Sell me stuff I want and I'll pay for it, but be honest with me. Don't try to twist my arm to buy crap I don't want, and don't try to sugar-coat it when you feel something should cost more than we expect it to. Let US decide what we want to buy. -
Quote:Paragon Studios Marketing has done more to alienate me from this game than anything Jack Emmert ever said or did. It has alienated me more than ED, the GDN, more than Inventions (and I ******* HATE Inventions) and so on. I don't know who's in charge, I don't know who's making the decisions, but this trainwreck of a marketing campaign has gone from one disaster to the next, seemingly incapable of making a right choice to save their lives.If they plan on releasing it down the line for purchase, come out and tell us now. Otherwise, I'll really have to start filtering everything said through a marketing translator. Perception is everything.
I have beyond given up on Marketing to care at this point. I've accepted the simple fact that they're here to make money off of me, and are not above using the ugliest, dirtiest, most underhanded tricks to do so, and failing to hide what they're doing. So if I'm told that they're holding off these weapons for my own good, I don't believe them. If they release a weapons pack with everything in it later this year, I won't be in the slightest surprise.
Fool me once, shame on you. Fool me twice, shame on me. It's too late for me to care that someone's trying to manipulate me out of my money, especially since it's clear for all the world to see that that's the case. Because "marketing" is black magic. You can't approach the customer like a rational human being looking for good service, oh no. Because if you do, then you can't scam people. So you have to find ways to trick your customers into buying crap they don't need, like trying to make people buy consumables by bundling them with things people actually DO want to buy.

> _RECORDED DATA_
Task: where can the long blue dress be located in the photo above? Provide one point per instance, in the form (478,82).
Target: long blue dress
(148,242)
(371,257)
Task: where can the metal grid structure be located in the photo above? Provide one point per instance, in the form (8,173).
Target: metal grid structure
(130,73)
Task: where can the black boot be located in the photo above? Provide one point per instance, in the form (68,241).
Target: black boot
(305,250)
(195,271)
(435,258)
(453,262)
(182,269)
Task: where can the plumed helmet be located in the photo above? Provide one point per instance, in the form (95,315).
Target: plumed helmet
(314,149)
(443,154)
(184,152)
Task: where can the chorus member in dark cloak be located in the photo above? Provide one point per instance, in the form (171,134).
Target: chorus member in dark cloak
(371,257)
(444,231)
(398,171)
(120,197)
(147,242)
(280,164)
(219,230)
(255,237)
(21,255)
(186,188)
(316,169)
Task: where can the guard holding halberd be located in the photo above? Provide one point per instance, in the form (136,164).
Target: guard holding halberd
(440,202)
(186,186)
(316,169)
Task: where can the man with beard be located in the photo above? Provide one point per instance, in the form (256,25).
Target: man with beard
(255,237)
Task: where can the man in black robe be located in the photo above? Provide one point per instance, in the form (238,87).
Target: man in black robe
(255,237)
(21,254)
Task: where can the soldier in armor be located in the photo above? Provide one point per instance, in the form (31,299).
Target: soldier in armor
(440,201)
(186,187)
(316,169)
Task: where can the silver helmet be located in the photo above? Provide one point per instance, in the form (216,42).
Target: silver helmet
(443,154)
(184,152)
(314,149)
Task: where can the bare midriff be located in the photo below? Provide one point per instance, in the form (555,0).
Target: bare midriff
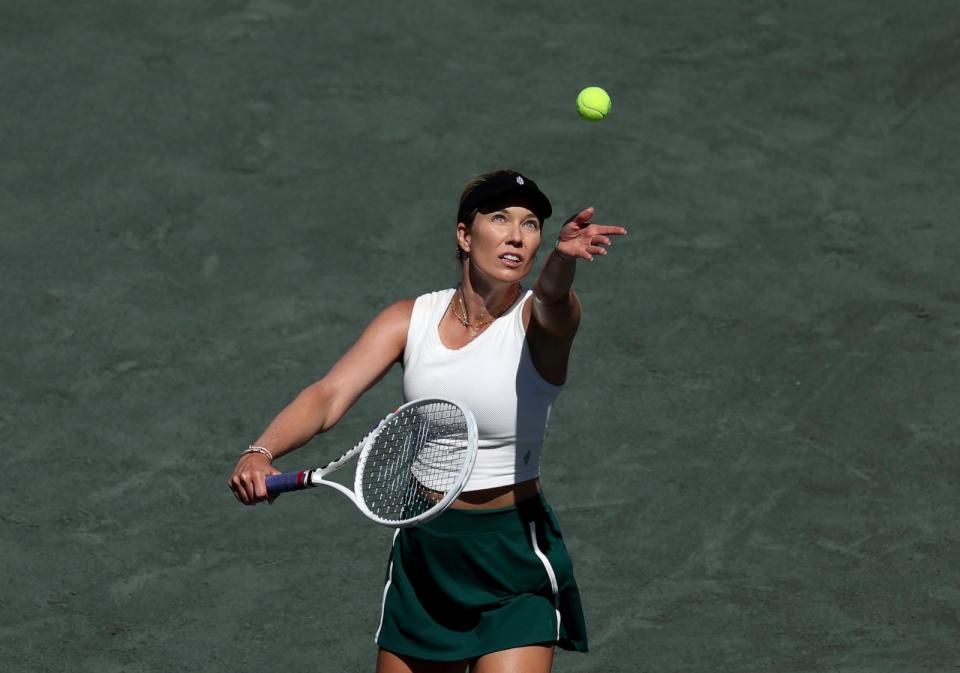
(500,496)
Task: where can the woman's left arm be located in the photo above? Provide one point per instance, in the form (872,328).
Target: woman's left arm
(555,315)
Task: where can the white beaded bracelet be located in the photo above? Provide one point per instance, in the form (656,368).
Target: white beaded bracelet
(258,449)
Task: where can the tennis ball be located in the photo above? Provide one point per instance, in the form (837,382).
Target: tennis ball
(593,103)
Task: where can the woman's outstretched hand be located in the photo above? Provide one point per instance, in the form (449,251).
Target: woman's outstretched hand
(581,238)
(249,479)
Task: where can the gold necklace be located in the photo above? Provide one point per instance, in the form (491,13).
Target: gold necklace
(474,327)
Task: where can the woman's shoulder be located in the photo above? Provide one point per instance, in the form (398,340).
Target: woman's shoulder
(402,310)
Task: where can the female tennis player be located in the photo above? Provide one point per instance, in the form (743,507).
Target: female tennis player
(487,585)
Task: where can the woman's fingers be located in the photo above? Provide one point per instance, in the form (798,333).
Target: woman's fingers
(249,480)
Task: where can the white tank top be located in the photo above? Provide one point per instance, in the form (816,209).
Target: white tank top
(494,377)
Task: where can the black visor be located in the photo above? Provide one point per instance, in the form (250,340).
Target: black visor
(501,189)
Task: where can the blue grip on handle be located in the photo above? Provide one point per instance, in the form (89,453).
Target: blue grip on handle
(288,481)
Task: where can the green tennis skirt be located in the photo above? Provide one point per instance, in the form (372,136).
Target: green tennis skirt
(472,582)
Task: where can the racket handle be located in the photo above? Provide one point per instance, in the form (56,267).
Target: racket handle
(288,481)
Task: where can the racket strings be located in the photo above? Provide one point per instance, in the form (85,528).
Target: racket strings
(414,461)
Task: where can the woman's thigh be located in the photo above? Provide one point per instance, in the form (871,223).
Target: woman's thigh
(389,662)
(527,659)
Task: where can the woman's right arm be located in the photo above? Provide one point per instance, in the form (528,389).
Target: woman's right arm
(322,404)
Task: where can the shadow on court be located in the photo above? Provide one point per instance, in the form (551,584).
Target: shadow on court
(755,460)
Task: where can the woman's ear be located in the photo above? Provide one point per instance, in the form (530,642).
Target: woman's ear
(463,237)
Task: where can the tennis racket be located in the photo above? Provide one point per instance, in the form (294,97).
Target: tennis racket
(411,466)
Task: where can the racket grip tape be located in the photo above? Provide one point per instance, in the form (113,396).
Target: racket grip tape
(288,481)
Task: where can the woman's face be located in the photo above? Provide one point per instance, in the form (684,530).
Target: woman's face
(502,242)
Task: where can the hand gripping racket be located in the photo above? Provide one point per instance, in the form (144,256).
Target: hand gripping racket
(411,466)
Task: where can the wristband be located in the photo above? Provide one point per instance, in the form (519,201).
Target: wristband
(258,449)
(556,251)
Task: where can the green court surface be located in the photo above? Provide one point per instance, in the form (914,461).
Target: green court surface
(755,460)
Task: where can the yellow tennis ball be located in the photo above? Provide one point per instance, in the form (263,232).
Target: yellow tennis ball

> _GIVEN TASK 1_
Starting at the words "I have beyond" and stopping after "the slightest surprise.", rewrite that part of the marketing complaint with "weapons" changed to "costumes".
> _GIVEN TASK 2_
According to the marketing complaint, what does "marketing" get called?
> _GIVEN TASK 3_
Decide whether each statement agrees with the marketing complaint: (a) The writer would be surprised if a weapons pack with everything in it came out later this year. (b) The writer wants customers to decide for themselves what they buy. (c) The writer believes the weapons are being held off for the players' own good.
The records above come from a different source than the text.

> _EXPECTED OUTPUT 1_
I have beyond given up on Marketing to care at this point. I've accepted the simple fact that they're here to make money off of me, and are not above using the ugliest, dirtiest, most underhanded tricks to do so, and failing to hide what they're doing. So if I'm told that they're holding off these costumes for my own good, I don't believe them. If they release a costumes pack with everything in it later this year, I won't be in the slightest surprise.

> _EXPECTED OUTPUT 2_
Black magic.

> _EXPECTED OUTPUT 3_
(a) No: "I won't be in the slightest surprise."
(b) Yes: "Let US decide what we want to buy."
(c) No: "So if I'm told that they're holding off these weapons for my own good, I don't believe them."